→ Data entries
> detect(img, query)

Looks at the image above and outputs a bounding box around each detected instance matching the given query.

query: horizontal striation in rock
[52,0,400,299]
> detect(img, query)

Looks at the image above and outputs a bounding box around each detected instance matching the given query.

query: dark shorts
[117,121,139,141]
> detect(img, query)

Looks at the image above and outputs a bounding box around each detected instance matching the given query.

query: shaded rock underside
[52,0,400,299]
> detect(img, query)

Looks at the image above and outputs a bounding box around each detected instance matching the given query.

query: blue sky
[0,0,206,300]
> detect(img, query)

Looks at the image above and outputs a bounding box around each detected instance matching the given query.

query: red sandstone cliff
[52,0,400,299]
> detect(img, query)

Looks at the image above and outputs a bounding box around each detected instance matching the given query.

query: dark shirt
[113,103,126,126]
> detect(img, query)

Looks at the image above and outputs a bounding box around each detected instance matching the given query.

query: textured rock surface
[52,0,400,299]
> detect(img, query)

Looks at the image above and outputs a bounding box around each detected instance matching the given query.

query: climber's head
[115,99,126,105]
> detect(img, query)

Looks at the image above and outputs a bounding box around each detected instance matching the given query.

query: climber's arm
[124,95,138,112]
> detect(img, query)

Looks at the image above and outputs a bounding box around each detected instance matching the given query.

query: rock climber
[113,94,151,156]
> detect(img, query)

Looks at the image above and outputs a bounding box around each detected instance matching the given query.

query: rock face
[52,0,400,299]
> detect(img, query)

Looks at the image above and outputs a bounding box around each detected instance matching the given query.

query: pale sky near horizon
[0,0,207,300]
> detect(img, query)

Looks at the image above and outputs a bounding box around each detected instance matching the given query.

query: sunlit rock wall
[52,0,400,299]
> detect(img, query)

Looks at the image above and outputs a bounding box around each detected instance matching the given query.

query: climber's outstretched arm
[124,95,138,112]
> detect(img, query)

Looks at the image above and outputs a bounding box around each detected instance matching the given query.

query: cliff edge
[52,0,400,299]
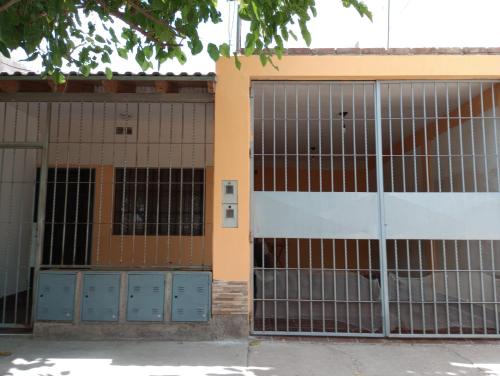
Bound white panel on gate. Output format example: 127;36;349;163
253;192;379;239
384;193;500;240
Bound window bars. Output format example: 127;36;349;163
253;81;500;337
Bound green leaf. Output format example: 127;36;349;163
259;53;268;66
116;48;128;59
219;43;231;57
143;46;153;59
105;67;113;80
207;43;220;61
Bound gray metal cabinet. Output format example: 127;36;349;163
172;272;211;321
36;271;76;321
127;272;165;321
82;272;120;321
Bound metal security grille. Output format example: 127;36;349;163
41;101;213;269
0;94;213;327
0;102;48;328
253;82;382;336
252;81;500;337
380;81;500;336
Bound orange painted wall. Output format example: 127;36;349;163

→ Task requirements
Copy the records above exactly. The pictures are not part of the copy.

→ Worked solution
> detect(img, query)

Looks at the image above and outputs a bounding box around each detected instance matching the given query.

query: horizontal striation in rock
[52,0,400,299]
> detect(img, query)

Looks at the image above and outputs a bounding box around each detected instance matching the given query.

query: dark shorts
[117,121,139,141]
> detect(img, query)

Looks at the image above and outputs a bounding box around each detected instance matching the given query.

query: shaded rock underside
[52,0,400,299]
> detect(img, query)

Looks at the image above and outputs a bounding box around each detected instance matching the given query.

query: blue sky
[0,0,206,300]
> detect(img, query)

Looks at the image above and outputs a bounding box around each detected instance matching the given query.

query: red sandstone cliff
[52,0,400,299]
> detect(img, query)

Looks at the image above and outputs a bounding box around each detected instance matching the given query.

query: dark shirt
[113,103,126,126]
> detect(img, query)

Looks at the image above and outputs a bounding box around each detected instance matching the given query.

query: textured rock surface
[52,0,400,299]
> detect(img, query)

Looks at the image above and outputs a bounding box around each detected instance matching the given query.

query: climber's head
[115,99,126,105]
> detect(img, query)

Looks at the image above and outputs a bounding box around each detected instance matching the given query.

query: climber's arm
[124,95,138,112]
> detect(img, query)

Looks at the image above and outputs a bounding box around each detected instance matching the given query.

query: rock climber
[113,94,151,156]
> detect(img, query)

Looks at the image above and outputs a bounding box around each detected instance matching the given query.

query: rock face
[52,0,400,299]
> detect(img, query)

Looks at the image above and outputs a bounding box around each detected instance matching the given query.

query: pale sky near horizon
[0,0,207,300]
> detect(img, query)

Looks at the image above and outputs a bounding box around each detected instance matching the given query.

query: sunlit rock wall
[52,0,400,299]
> detect(img, query)

Looks at the image above and outputs a bounding box around each detected instance matching the given query.

query: climber's outstretched arm
[124,95,138,112]
> detect(img, query)

Looks at the image above and outputs a bounding box around each detected instance matching the given query.

query: cliff edge
[52,0,400,299]
Bound white panel on gate. Output format example: 127;36;349;163
253;192;379;239
384;193;500;240
Bound window bars. Output format example: 127;36;349;163
253;81;500;337
Bound green leaf. Output format example: 127;36;349;163
259;53;268;66
116;48;128;59
219;43;231;57
143;46;153;59
105;67;113;80
207;43;220;61
Bound gray metal cabinet. Output format example: 127;36;349;163
172;272;211;321
36;271;76;321
127;272;165;321
82;272;120;321
Bound metal security grille. Output format example: 127;36;349;163
41;101;213;269
0;94;213;327
0;102;48;328
253;82;382;336
252;81;500;337
380;81;500;336
Bound orange painted wall. Output format example: 127;36;349;163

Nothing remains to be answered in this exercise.